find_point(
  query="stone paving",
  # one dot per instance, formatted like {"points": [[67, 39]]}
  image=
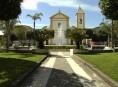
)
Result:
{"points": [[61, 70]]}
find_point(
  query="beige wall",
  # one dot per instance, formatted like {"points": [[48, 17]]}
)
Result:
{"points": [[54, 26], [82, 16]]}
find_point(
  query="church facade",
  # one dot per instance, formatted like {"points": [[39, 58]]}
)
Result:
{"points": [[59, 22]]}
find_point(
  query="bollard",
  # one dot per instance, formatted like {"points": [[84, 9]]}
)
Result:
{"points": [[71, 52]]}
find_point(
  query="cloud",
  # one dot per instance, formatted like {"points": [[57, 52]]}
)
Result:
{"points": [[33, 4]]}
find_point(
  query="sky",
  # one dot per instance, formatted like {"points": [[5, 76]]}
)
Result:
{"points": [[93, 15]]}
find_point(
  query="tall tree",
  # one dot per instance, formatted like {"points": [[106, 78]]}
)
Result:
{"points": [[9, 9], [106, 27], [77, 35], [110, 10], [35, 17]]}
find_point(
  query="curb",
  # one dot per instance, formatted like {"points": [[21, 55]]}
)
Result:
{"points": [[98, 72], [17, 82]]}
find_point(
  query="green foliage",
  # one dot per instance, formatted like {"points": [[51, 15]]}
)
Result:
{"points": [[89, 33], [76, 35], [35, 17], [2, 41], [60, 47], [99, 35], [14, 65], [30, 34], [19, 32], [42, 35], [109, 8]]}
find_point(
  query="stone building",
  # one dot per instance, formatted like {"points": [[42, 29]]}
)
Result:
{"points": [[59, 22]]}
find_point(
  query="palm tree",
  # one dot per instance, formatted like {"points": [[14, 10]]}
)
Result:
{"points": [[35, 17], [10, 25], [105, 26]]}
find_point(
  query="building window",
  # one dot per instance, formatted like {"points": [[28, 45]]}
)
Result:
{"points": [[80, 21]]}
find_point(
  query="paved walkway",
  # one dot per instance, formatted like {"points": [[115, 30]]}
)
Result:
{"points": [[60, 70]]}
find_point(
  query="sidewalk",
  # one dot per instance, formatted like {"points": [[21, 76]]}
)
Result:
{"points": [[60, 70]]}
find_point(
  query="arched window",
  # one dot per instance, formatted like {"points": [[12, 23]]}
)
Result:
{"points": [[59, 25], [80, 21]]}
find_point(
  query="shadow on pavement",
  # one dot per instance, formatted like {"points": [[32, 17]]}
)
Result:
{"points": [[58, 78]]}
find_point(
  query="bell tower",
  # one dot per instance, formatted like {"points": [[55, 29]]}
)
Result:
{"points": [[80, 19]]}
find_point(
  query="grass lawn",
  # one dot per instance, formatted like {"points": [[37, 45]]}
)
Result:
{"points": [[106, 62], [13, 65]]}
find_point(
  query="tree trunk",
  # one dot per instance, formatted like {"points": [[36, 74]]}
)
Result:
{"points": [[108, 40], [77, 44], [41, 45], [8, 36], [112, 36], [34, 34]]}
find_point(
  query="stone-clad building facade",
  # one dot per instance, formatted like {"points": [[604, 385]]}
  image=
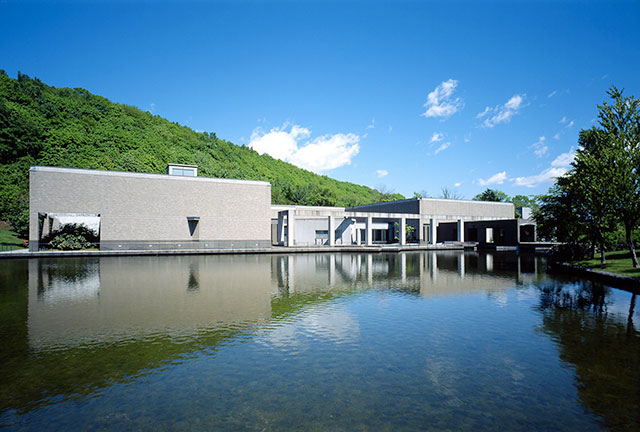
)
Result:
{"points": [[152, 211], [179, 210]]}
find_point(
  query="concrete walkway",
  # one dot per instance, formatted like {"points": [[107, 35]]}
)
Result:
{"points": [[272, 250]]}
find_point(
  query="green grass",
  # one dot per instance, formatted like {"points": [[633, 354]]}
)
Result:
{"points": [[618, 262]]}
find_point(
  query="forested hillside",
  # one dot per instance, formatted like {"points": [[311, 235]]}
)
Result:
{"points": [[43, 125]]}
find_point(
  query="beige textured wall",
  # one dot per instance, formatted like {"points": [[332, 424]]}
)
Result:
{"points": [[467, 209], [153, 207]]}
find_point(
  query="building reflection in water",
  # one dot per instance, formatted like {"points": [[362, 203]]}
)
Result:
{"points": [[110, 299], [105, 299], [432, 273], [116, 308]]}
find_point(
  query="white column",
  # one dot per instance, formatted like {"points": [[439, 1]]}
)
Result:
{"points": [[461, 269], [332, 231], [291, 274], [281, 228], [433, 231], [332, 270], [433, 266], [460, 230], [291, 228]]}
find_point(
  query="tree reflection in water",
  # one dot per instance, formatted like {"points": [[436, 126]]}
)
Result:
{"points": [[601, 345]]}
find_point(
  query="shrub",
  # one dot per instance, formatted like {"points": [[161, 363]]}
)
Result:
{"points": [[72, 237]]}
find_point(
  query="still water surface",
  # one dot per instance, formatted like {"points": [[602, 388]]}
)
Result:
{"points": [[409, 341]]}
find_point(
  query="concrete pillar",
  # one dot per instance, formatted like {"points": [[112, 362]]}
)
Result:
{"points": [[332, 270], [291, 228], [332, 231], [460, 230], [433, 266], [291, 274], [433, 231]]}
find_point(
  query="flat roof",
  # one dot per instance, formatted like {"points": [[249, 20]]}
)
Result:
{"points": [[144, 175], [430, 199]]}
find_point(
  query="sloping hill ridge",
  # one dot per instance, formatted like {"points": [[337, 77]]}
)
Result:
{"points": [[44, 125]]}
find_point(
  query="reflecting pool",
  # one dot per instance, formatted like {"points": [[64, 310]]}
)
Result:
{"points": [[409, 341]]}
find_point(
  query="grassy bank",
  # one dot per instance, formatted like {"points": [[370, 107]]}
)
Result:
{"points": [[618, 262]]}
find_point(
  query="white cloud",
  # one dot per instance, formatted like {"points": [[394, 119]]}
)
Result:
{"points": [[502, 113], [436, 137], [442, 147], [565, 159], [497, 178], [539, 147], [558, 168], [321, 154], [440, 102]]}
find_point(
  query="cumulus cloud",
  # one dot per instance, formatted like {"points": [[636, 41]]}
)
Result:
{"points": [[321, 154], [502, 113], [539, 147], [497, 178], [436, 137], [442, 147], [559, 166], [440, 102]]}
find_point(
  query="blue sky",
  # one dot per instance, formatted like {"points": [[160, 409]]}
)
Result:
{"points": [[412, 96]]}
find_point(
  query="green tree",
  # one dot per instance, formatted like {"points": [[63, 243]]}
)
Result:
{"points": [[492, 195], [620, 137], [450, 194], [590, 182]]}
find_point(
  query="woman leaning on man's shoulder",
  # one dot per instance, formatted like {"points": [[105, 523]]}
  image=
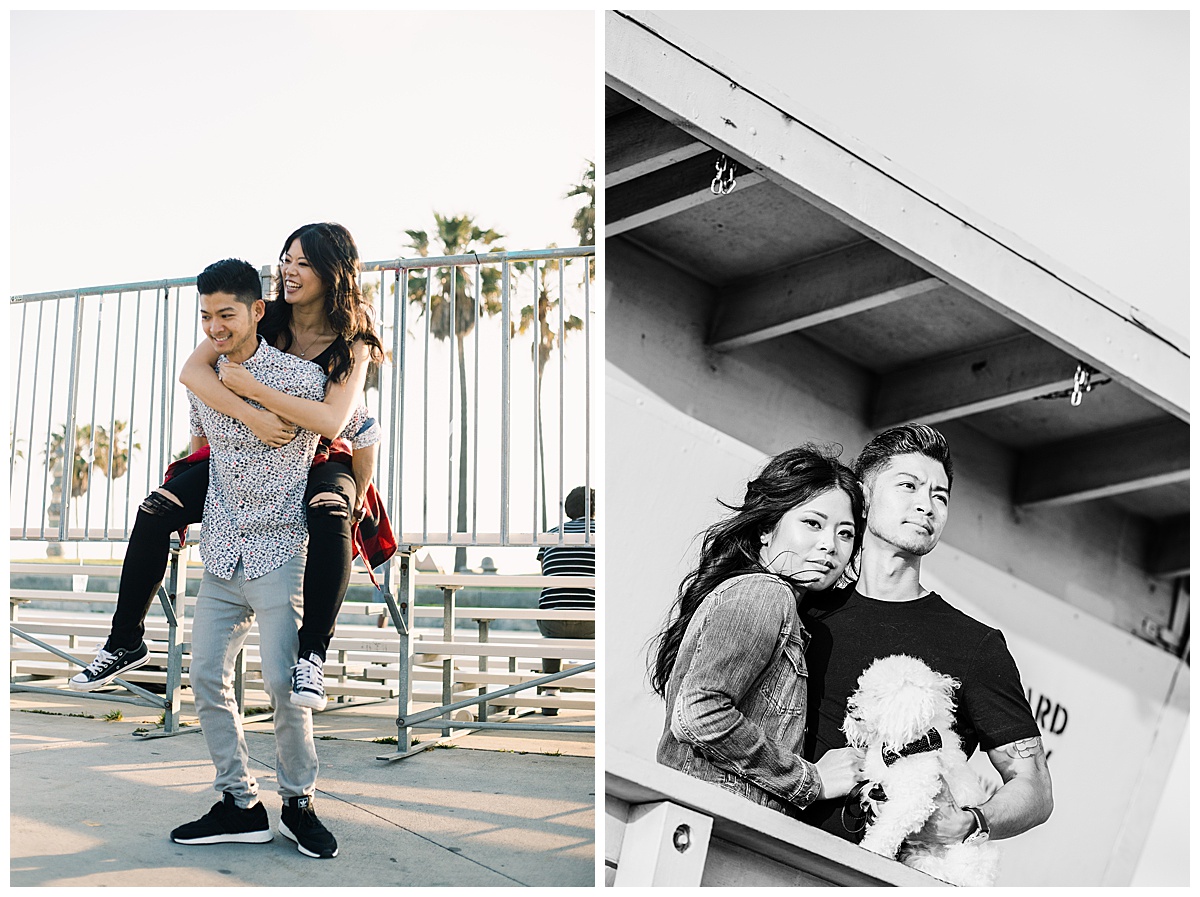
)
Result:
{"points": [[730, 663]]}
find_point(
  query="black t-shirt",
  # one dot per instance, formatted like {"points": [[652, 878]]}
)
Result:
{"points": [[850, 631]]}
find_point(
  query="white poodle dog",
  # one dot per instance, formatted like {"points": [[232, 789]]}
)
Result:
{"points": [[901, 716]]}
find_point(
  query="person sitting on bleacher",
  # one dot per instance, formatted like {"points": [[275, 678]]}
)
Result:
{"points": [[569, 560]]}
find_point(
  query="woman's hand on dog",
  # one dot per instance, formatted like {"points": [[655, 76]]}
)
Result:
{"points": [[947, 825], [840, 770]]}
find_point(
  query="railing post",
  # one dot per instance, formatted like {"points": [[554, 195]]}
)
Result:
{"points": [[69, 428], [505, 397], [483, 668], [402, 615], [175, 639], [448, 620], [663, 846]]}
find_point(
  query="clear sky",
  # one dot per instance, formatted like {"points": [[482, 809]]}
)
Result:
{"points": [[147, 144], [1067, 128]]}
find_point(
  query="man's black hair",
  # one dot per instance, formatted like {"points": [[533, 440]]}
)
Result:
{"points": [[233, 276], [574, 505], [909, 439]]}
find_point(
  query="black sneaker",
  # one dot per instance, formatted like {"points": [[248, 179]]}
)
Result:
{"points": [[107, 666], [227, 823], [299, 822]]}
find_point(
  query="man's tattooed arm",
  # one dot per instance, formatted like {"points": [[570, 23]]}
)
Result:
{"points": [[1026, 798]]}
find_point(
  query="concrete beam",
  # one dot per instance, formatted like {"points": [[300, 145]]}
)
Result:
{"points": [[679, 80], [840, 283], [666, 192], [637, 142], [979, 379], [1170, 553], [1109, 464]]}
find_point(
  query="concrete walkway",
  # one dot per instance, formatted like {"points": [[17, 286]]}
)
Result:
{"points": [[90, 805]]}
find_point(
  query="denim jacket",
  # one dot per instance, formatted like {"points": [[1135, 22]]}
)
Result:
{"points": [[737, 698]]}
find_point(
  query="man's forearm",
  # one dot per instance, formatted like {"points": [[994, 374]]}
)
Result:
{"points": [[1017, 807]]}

_ _ _ _

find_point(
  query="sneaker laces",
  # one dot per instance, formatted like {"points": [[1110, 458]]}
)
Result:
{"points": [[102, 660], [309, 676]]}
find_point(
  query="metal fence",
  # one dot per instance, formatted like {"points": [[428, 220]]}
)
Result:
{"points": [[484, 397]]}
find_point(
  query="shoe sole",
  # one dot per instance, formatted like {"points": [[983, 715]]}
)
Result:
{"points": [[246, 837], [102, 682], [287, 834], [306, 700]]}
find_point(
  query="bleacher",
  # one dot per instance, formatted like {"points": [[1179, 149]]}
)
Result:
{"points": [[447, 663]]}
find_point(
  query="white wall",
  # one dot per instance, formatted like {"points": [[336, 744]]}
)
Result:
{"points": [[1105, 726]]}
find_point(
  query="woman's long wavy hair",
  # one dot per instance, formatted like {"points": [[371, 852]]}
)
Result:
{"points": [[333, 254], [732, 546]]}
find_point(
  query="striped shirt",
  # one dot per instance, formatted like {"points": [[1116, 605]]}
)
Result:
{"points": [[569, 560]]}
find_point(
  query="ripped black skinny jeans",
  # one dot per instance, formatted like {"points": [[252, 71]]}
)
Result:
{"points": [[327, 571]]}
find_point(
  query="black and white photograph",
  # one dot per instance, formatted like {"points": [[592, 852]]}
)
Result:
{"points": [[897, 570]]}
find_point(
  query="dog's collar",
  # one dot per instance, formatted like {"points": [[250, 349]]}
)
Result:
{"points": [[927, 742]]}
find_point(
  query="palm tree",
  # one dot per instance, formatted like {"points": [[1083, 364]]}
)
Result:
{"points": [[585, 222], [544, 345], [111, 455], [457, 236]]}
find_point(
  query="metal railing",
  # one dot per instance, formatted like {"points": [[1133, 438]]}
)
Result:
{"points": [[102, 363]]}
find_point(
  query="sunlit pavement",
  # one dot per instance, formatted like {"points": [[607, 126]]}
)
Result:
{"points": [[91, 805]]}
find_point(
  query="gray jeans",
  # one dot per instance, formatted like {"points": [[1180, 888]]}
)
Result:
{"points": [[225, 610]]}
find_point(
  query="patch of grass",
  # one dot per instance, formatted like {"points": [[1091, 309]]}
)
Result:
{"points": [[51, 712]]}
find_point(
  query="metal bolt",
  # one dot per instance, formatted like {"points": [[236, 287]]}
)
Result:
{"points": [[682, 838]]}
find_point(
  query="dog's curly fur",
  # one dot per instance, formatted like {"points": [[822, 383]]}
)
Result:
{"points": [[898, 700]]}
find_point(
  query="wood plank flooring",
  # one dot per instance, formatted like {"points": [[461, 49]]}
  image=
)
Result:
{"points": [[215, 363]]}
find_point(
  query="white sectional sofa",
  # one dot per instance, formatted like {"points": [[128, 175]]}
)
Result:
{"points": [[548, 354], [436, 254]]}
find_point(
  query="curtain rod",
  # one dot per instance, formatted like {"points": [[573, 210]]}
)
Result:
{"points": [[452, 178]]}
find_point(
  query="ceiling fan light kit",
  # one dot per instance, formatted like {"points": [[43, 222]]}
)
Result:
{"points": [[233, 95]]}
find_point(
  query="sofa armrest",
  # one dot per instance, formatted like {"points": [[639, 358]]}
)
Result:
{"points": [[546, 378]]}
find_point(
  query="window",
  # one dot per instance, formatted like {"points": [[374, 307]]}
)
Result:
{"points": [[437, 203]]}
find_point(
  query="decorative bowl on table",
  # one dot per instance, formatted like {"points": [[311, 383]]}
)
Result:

_ _ _ _

#### What you should do:
The required output is every line above that contains the string "sofa".

#### Task answer:
  query="white sectional sofa",
  query="sofa armrest",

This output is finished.